**DOCUMENT PASSAGE:**
----
The Archenhold Observatory began as a temporary installation at the 1896 Great Industrial Exposition of Berlin. At the initiative of Wilhelm Foerster and Max Wilhelm Meyer, it was intended to present scientific and astronomical knowledge to the general public. Plans for a large telescope that Friedrich Simon Archenhold had been working on were invoked for this purpose. Although his plans were for a research instrument, its design was already being criticised at the time. Admittance charges at the exposition were intended to finance the construction and later relocation of the instrument. The telescope was erected in the Treptower Park and sheltered in a wooden building that also provided exhibition space and a lecture theatre. When the industrial exposition opened on 1 May 1896, the Great Refractor was still unfinished; it began operation in September 1896. The telescope has an aperture of 68 cm and a focal length of 21 m; the movable mass is 130 metric tons.

Due to the late completion there was no finance to move the telescope after the exposition. At the end of 1896 the city of Berlin gave permission for the observatory to remain in Treptower Park. Archenhold, without an astronomer's salary, decided to turn the installation into a public observatory. It was operated by a society, the Verein Treptow-Sternwarte e. V. with Archenhold as president. This is now considered the oldest and largest public observatory in Germany.
----
**TASKS FOR THIS EXERCISE:**
**A)** Duplicate the passage on the Archenhold Observatory, starting at "Due to the late" and ending at "observatory in Germany.".
**B)** Go on with the Archenhold Observatory passage from its final sentence.
----
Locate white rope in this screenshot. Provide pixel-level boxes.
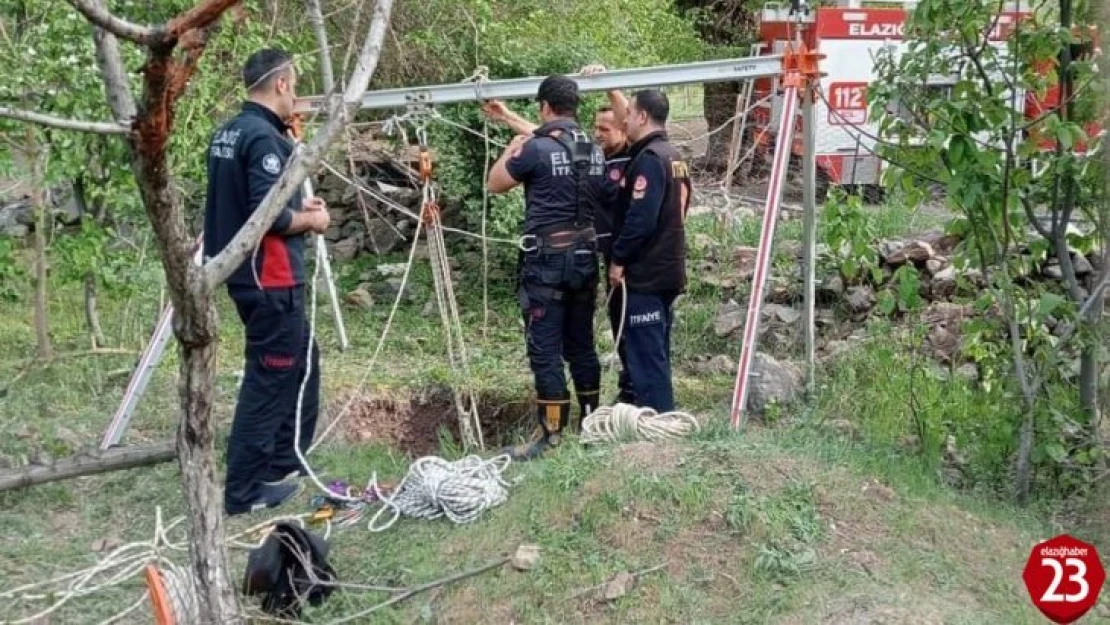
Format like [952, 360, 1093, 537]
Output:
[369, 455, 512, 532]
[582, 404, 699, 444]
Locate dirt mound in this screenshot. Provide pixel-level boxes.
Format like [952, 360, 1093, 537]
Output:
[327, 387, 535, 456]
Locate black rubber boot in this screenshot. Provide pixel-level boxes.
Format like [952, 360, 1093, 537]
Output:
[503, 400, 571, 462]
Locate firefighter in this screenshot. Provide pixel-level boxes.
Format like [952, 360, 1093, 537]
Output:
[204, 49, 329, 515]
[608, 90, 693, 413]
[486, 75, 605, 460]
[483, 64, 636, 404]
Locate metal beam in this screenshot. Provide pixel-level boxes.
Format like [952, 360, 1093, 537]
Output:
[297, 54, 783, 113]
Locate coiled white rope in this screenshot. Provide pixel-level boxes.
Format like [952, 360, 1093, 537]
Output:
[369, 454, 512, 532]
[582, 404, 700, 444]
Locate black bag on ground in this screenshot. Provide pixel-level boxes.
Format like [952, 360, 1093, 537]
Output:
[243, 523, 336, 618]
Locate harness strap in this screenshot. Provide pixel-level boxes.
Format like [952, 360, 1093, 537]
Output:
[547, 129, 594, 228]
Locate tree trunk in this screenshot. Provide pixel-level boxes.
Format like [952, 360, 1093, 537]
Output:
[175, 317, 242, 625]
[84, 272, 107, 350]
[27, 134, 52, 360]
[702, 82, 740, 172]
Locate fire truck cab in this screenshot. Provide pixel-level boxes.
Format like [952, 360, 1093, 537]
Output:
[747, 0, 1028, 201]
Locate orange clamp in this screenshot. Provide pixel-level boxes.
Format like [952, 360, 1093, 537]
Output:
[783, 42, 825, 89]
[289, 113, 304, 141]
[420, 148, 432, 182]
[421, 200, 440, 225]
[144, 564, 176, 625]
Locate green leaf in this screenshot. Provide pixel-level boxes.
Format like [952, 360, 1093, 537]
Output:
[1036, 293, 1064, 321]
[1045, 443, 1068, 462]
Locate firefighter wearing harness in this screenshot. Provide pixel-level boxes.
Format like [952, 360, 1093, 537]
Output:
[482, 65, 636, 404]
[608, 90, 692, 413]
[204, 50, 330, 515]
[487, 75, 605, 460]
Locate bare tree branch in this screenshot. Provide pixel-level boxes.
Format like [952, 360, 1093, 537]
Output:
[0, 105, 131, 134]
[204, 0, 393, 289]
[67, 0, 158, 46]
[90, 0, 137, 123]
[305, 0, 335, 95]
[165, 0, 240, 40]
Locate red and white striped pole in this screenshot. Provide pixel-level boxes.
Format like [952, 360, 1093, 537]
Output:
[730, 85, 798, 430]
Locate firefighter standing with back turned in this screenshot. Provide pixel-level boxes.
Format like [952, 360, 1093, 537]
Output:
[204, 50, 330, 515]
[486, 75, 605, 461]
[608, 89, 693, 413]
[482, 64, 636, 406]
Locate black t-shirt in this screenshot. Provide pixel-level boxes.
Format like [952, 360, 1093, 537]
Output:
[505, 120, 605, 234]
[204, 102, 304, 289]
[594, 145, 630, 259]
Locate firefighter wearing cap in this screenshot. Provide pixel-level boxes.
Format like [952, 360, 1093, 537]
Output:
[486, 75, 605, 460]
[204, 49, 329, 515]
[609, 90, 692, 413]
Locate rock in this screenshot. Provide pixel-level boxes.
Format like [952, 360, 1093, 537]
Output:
----
**ANSWERS BY ITEM:**
**A)**
Due to the late completion there was no finance to move the telescope after the exposition. At the end of 1896 the city of Berlin gave permission for the observatory to remain in Treptower Park. Archenhold, without an astronomer's salary, decided to turn the installation into a public observatory. It was operated by a society, the Verein Treptow-Sternwarte e. V. with Archenhold as president. This is now considered the oldest and largest public observatory in Germany.

**B)**
The exhibition covered themes like history of astronomy, Earth and Moon, Sun and planets, comets and meteors, stars and star clusters, instruments and optics. Observations included standard objects, lunar eclipses, comets and the Nova Cygni 1903. 23,000 visitors attended in 1897, the number rising to 60,000 by 1899 and remaining about constant until the 1930s.

=== New building ===
In 1908, the original wooden building was demolished and on 4 April 1909 a new building was inaugurated.

On 2 June 1915, Albert Einstein gave his first public talk about General Relativity at the observatory. In 1931, Friedrich Simon Archenhold was succeeded as director by his son Günter Archenhold. Due to his Jewish ancestry, he was forced to resign in 1936. The family was expelled from the observatory; some emigrated, others ended up in Nazi concentration camps. The observatory was integrated into the city's school system. During World War II a bomb hit the southwest wing, but the Great Refractor was not severely damaged.

Observations resumed as soon as July 1945 for the solar eclipse. Edgar Mädlow was interim director, assisted by Herbert Pfaffe.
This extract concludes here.